## Provided material
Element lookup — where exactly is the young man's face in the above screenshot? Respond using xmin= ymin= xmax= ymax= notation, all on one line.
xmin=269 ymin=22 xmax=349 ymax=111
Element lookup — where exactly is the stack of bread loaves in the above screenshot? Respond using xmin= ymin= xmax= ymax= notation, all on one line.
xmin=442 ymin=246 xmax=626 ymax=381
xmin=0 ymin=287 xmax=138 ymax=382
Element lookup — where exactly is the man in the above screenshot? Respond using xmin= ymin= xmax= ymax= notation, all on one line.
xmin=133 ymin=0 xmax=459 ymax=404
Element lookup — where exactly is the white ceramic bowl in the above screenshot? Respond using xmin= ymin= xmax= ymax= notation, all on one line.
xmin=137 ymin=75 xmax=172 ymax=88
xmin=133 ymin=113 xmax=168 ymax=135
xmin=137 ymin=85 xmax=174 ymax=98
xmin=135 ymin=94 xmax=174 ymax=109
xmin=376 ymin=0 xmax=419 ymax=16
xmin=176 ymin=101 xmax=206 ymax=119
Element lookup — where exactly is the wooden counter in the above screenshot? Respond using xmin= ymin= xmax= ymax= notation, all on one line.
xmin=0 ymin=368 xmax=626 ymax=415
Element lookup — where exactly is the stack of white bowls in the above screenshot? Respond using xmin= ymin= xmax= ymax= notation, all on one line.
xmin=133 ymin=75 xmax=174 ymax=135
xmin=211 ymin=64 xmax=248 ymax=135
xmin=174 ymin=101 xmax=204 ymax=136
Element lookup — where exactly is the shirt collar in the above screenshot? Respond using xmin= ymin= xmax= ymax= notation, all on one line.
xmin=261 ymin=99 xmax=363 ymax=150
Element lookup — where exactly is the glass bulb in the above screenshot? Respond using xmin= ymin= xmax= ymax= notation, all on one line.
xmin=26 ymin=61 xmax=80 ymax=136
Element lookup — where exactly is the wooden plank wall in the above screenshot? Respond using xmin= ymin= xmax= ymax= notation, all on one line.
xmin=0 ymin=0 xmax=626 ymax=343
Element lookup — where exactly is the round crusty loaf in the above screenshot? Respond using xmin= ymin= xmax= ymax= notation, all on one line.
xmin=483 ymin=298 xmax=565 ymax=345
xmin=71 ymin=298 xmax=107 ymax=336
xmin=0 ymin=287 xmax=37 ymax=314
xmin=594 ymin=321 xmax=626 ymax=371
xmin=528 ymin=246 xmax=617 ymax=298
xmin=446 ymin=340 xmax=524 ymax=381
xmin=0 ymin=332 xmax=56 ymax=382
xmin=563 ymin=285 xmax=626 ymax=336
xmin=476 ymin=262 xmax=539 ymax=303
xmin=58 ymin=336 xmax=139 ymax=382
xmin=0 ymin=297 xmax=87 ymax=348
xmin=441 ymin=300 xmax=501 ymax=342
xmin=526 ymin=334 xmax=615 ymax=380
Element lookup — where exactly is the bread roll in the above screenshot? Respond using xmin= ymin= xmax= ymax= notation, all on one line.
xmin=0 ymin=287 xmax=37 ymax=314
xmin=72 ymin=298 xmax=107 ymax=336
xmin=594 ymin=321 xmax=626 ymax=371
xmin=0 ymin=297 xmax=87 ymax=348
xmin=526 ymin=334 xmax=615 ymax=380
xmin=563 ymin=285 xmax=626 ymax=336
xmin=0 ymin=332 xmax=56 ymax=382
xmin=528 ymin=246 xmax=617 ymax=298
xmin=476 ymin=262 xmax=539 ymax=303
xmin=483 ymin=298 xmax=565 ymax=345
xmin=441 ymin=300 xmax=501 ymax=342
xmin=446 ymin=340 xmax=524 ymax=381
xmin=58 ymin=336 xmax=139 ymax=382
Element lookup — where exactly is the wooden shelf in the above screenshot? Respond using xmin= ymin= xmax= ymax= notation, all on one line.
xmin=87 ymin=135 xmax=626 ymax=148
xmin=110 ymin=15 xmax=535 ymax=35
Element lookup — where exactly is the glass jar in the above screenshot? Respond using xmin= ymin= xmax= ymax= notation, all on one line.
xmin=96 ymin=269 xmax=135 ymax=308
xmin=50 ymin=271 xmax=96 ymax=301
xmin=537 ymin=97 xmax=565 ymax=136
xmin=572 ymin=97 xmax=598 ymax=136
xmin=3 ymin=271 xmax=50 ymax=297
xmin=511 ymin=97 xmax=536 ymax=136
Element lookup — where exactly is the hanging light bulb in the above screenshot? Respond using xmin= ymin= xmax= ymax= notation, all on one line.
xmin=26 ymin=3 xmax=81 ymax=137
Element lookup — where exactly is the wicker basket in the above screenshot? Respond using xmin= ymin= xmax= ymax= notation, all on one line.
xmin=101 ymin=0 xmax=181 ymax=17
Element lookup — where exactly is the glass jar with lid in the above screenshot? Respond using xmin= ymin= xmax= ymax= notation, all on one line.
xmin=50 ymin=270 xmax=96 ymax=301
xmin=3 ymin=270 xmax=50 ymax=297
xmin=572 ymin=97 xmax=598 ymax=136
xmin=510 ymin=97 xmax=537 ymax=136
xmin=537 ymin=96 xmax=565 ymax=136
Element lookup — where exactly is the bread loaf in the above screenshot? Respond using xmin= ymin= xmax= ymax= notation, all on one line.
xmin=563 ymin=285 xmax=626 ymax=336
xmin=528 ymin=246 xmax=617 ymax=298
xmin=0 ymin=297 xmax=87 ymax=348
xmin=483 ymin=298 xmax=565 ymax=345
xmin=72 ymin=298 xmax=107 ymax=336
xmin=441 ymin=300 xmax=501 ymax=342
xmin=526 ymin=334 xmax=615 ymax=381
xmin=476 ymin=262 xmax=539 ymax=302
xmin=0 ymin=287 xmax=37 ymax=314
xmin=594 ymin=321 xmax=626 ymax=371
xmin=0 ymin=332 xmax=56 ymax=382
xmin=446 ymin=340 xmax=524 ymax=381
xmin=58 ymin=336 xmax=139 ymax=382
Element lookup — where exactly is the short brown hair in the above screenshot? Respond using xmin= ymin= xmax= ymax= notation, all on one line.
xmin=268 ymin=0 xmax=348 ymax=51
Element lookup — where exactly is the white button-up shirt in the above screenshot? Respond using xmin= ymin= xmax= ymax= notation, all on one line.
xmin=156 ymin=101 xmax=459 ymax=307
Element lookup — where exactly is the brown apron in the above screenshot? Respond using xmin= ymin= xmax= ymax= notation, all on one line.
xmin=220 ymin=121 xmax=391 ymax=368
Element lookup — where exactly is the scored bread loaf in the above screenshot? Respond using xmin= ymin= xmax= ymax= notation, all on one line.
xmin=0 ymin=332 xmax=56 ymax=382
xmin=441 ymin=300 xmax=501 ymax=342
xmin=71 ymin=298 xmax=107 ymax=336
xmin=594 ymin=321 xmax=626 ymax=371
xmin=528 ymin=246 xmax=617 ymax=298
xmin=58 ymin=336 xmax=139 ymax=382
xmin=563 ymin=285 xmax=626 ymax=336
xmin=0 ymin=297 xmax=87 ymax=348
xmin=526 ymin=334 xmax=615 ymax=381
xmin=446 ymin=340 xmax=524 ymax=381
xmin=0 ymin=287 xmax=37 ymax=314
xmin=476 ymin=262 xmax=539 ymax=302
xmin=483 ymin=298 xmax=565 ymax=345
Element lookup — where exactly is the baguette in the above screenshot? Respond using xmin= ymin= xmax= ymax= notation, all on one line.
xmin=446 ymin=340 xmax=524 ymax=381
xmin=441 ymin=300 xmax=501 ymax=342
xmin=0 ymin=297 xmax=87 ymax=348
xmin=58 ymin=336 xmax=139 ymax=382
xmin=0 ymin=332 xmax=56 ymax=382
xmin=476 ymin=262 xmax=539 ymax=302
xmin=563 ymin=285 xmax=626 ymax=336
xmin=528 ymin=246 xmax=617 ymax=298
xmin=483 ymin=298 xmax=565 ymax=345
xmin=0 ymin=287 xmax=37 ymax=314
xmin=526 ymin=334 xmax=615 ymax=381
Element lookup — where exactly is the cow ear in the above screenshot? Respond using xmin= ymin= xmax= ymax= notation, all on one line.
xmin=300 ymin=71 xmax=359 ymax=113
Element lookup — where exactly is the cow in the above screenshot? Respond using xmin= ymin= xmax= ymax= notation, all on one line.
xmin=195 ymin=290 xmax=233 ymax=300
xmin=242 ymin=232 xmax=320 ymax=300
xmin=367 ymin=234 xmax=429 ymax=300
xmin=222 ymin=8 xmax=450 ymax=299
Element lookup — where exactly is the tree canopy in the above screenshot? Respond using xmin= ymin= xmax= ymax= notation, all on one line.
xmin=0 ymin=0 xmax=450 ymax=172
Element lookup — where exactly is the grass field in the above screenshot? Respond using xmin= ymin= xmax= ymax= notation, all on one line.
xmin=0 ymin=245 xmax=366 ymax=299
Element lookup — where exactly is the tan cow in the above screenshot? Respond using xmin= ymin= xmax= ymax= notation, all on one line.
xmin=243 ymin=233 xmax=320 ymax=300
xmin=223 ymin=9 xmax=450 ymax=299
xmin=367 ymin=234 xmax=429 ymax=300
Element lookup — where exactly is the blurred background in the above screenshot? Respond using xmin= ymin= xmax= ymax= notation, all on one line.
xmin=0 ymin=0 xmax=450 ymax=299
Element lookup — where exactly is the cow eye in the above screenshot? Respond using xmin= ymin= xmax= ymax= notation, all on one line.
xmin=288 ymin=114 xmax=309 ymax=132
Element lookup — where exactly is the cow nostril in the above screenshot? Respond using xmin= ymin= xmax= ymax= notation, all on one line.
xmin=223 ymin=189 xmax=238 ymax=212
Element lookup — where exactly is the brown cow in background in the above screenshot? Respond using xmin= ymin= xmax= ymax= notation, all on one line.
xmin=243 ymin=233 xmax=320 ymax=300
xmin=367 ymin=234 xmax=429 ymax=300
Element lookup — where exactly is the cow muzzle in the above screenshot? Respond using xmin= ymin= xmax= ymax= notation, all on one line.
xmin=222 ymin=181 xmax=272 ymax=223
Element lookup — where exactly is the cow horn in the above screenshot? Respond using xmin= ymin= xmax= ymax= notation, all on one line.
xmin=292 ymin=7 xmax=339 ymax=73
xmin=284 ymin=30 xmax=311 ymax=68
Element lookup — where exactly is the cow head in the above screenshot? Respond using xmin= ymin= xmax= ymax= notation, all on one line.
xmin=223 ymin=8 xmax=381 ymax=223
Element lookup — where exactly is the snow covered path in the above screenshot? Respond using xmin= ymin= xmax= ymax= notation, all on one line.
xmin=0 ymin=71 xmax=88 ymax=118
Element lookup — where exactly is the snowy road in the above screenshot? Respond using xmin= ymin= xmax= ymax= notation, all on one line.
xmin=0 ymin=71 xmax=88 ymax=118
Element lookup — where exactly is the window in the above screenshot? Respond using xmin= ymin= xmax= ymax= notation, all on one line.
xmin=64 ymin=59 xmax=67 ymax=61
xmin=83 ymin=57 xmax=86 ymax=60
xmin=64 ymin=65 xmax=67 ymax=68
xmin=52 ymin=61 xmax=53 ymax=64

## Your goal
Convert the records starting at the line containing "Element lookup — where exactly is the wicker" and ending at the line containing "xmin=101 ymin=0 xmax=181 ymax=17" into a JSON list of strings, one string per line, leaving out blank lines.

## Answer to the problem
[
  "Element lookup — where exactly is the wicker basket in the above screenshot? Respond using xmin= ymin= xmax= ymax= notation, all on one line.",
  "xmin=101 ymin=0 xmax=181 ymax=17"
]